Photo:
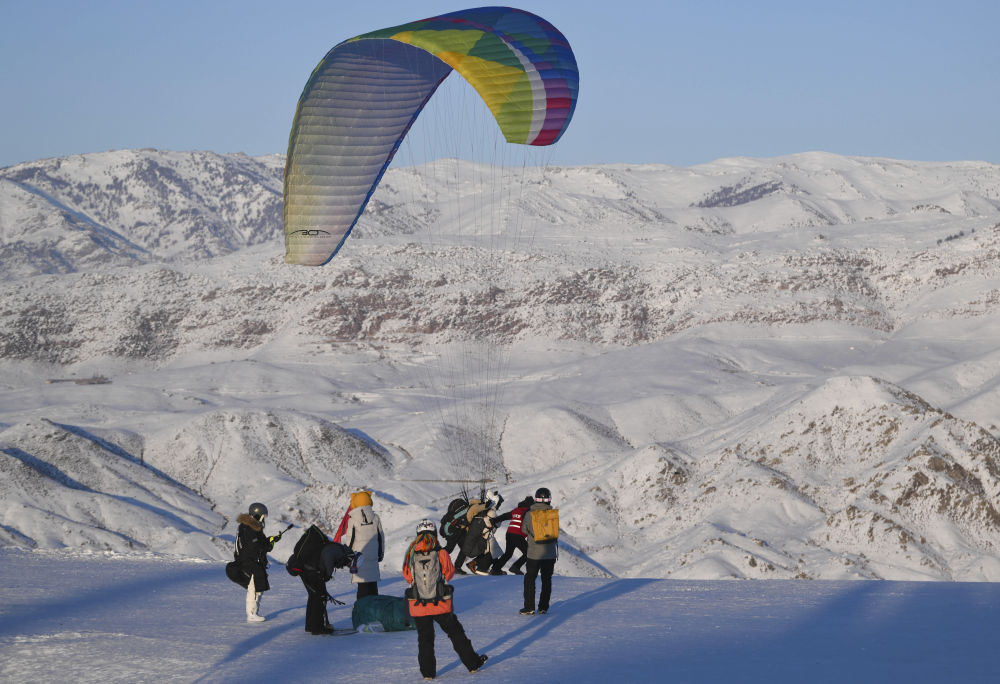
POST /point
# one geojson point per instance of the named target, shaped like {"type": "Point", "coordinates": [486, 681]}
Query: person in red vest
{"type": "Point", "coordinates": [515, 539]}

#####

TASK TO CARRY OUT: Transcribe only what runs from the line with "# one geojson" to the last line above, keeping every line exactly as written.

TASK RESPONSE:
# one geojson point per instance of the named target, shaped like {"type": "Point", "coordinates": [486, 681]}
Query: person in red vest
{"type": "Point", "coordinates": [515, 539]}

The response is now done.